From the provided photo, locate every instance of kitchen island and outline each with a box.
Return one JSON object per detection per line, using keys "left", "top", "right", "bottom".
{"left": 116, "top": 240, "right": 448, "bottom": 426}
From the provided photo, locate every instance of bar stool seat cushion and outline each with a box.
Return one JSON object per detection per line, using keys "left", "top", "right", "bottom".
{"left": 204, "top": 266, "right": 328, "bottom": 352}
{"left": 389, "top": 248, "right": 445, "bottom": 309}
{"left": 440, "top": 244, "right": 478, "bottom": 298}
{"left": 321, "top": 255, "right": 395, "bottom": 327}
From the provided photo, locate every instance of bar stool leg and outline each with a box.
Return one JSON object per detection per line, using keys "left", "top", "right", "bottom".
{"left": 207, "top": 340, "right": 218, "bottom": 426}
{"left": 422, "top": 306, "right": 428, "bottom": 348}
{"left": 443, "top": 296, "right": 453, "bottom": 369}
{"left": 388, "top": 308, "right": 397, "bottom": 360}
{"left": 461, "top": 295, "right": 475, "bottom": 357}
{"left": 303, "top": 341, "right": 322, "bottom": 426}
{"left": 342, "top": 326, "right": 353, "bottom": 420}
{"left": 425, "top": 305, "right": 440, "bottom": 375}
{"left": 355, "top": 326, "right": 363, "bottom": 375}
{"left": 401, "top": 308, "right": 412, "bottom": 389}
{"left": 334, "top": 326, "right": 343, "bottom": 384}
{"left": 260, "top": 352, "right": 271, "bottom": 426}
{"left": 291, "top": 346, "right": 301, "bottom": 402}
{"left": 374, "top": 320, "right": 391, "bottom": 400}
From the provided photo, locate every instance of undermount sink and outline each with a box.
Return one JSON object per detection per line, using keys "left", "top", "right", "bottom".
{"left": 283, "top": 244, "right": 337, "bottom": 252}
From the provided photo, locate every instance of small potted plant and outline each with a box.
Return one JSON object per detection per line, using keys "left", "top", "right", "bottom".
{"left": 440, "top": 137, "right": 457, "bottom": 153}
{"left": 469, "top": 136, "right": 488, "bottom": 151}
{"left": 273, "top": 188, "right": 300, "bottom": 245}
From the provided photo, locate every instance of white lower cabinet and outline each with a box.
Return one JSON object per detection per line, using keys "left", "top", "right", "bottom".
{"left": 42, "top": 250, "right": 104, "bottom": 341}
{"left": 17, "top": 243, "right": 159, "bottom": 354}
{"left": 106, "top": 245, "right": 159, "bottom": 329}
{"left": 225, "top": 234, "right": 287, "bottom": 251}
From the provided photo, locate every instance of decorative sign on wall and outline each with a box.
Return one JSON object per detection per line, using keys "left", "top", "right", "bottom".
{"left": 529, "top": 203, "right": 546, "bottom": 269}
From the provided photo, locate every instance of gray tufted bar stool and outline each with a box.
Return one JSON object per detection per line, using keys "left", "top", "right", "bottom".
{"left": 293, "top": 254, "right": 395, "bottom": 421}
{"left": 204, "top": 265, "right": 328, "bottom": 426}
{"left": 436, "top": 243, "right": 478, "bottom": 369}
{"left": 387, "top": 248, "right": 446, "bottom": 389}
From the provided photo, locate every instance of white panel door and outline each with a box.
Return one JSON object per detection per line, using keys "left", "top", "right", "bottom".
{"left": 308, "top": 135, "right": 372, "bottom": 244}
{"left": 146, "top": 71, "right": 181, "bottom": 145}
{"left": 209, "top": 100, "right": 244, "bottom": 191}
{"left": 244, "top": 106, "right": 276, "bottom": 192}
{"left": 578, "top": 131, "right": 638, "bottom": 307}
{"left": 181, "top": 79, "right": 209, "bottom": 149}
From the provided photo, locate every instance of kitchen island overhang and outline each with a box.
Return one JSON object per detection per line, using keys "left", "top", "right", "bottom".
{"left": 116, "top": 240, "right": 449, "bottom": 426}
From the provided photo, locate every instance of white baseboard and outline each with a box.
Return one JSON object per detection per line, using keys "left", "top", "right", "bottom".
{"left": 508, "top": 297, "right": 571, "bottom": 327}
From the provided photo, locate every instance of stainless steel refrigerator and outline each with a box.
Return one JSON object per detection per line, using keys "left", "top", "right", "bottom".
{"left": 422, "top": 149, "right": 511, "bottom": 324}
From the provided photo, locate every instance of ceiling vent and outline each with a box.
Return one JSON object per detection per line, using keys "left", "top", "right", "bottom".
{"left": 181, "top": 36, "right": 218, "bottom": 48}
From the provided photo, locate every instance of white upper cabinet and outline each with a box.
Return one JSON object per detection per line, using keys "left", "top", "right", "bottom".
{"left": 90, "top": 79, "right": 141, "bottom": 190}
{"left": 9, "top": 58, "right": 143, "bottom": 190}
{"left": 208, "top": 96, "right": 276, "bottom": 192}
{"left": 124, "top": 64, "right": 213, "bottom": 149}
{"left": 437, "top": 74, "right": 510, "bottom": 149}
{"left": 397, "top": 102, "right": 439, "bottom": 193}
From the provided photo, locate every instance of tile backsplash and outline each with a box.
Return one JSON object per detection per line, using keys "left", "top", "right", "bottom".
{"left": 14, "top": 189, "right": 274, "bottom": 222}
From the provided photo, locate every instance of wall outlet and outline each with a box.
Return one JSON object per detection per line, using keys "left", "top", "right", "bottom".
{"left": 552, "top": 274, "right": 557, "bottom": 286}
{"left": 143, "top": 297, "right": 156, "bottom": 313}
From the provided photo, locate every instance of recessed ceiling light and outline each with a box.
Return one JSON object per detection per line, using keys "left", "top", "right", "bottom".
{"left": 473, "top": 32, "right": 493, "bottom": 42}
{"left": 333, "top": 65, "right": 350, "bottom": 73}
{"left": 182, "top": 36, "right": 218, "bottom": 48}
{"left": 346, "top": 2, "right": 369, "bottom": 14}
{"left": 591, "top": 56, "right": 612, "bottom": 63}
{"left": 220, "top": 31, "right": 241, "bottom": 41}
__________
• Work item
Each line of the listing should be copied exactly, with none left out.

• Written answer
From the provided photo, locate every instance of kitchen island and outline each with a box.
Return one JSON object per detection per line, using keys "left", "top", "right", "bottom".
{"left": 116, "top": 240, "right": 448, "bottom": 426}
From the provided photo, locate every instance of bar stool seat cushion and outline each with a box.
Return one JSON object per detection per line, using keys "left", "top", "right", "bottom".
{"left": 204, "top": 266, "right": 328, "bottom": 352}
{"left": 389, "top": 248, "right": 445, "bottom": 309}
{"left": 440, "top": 244, "right": 478, "bottom": 298}
{"left": 321, "top": 255, "right": 395, "bottom": 327}
From the provided photo, locate every instance of bar stool leg and outline each with a box.
Return one JSON object per detection per line, using keys "left", "top", "right", "bottom".
{"left": 207, "top": 340, "right": 218, "bottom": 426}
{"left": 422, "top": 306, "right": 428, "bottom": 348}
{"left": 443, "top": 296, "right": 453, "bottom": 369}
{"left": 388, "top": 308, "right": 397, "bottom": 360}
{"left": 461, "top": 295, "right": 475, "bottom": 357}
{"left": 303, "top": 341, "right": 322, "bottom": 426}
{"left": 342, "top": 326, "right": 353, "bottom": 420}
{"left": 425, "top": 305, "right": 440, "bottom": 375}
{"left": 355, "top": 326, "right": 363, "bottom": 375}
{"left": 401, "top": 308, "right": 412, "bottom": 389}
{"left": 334, "top": 326, "right": 343, "bottom": 384}
{"left": 260, "top": 352, "right": 271, "bottom": 426}
{"left": 291, "top": 346, "right": 301, "bottom": 402}
{"left": 374, "top": 320, "right": 391, "bottom": 400}
From the provided photo, locate every instance of undermount sink and outline each with a box.
Return one JSON object per detection per line, using keys "left", "top", "right", "bottom".
{"left": 283, "top": 244, "right": 337, "bottom": 252}
From the provided photo, locate every instance of small potted plant and outline each with a box.
Return one JSON object per detection per line, using keys "left", "top", "right", "bottom".
{"left": 440, "top": 137, "right": 457, "bottom": 153}
{"left": 469, "top": 136, "right": 488, "bottom": 151}
{"left": 273, "top": 188, "right": 300, "bottom": 245}
From the provided photo, locate every instance of white lower cabinet and outline each with a box.
Return one JSON object per detection per line, using keys "left", "top", "right", "bottom".
{"left": 42, "top": 250, "right": 104, "bottom": 341}
{"left": 17, "top": 243, "right": 159, "bottom": 354}
{"left": 106, "top": 245, "right": 159, "bottom": 329}
{"left": 225, "top": 234, "right": 287, "bottom": 251}
From the provided photo, locate every instance of decorative sign on wall and outline each with a box.
Return one JSON object per detection per line, using keys "left", "top", "right", "bottom".
{"left": 529, "top": 203, "right": 546, "bottom": 269}
From the provided photo, locate every instance of gray tufted bar stool and outline each with a box.
Return one JSON object per detection per line, using keys "left", "top", "right", "bottom".
{"left": 293, "top": 254, "right": 395, "bottom": 421}
{"left": 204, "top": 265, "right": 328, "bottom": 426}
{"left": 436, "top": 243, "right": 478, "bottom": 369}
{"left": 387, "top": 248, "right": 446, "bottom": 389}
From the provided photo, locate every instance of white panel door and outline each with a box.
Return one JSON object per detection per line, using keys "left", "top", "right", "bottom".
{"left": 308, "top": 135, "right": 372, "bottom": 244}
{"left": 146, "top": 71, "right": 181, "bottom": 145}
{"left": 209, "top": 100, "right": 244, "bottom": 191}
{"left": 244, "top": 106, "right": 276, "bottom": 192}
{"left": 578, "top": 131, "right": 638, "bottom": 307}
{"left": 181, "top": 79, "right": 209, "bottom": 149}
From the provided photo, locate every instance of kitchen island overhang and outline each with a box.
Return one JSON object per detection per line, using keys "left", "top", "right", "bottom".
{"left": 116, "top": 240, "right": 449, "bottom": 426}
From the provided photo, locate every instance of white baseboard and outline each with a box.
Return one JSON object per detection per line, using keys "left", "top", "right", "bottom".
{"left": 508, "top": 297, "right": 571, "bottom": 327}
From the provided photo, locate every instance of stainless steel refrigerator and outline each with a box.
Return one JSON object per detection per line, using keys "left", "top", "right", "bottom".
{"left": 422, "top": 149, "right": 511, "bottom": 324}
From the provided photo, locate every instance of ceiling vent and outline each with a box.
Return one JSON object per detection per line, using keys "left", "top", "right", "bottom".
{"left": 181, "top": 36, "right": 218, "bottom": 48}
From the provided photo, locate every instance of white upper cabinet and outline each with a box.
Return one JSON object per detection per line, using keys "left", "top", "right", "bottom".
{"left": 90, "top": 79, "right": 141, "bottom": 190}
{"left": 9, "top": 58, "right": 143, "bottom": 190}
{"left": 208, "top": 96, "right": 276, "bottom": 192}
{"left": 124, "top": 64, "right": 213, "bottom": 149}
{"left": 437, "top": 74, "right": 510, "bottom": 149}
{"left": 397, "top": 102, "right": 439, "bottom": 193}
From the provided photo, locate every instance of tile backsplash and outline each with a box.
Return one JSON object per detection per line, using keys "left", "top", "right", "bottom".
{"left": 14, "top": 189, "right": 274, "bottom": 222}
From the provided photo, locate every instance of wall outlet and outline each with a box.
Return one JSON object per detection per line, using keys "left", "top", "right", "bottom".
{"left": 552, "top": 274, "right": 557, "bottom": 286}
{"left": 143, "top": 297, "right": 156, "bottom": 313}
From the provided photo, locate every instance of recessed ceiling light and outline each with a box.
Return one JSON object per detection per line, using keys "left", "top", "right", "bottom".
{"left": 473, "top": 32, "right": 493, "bottom": 42}
{"left": 333, "top": 65, "right": 350, "bottom": 73}
{"left": 182, "top": 36, "right": 218, "bottom": 48}
{"left": 346, "top": 2, "right": 369, "bottom": 14}
{"left": 591, "top": 56, "right": 612, "bottom": 63}
{"left": 220, "top": 31, "right": 241, "bottom": 41}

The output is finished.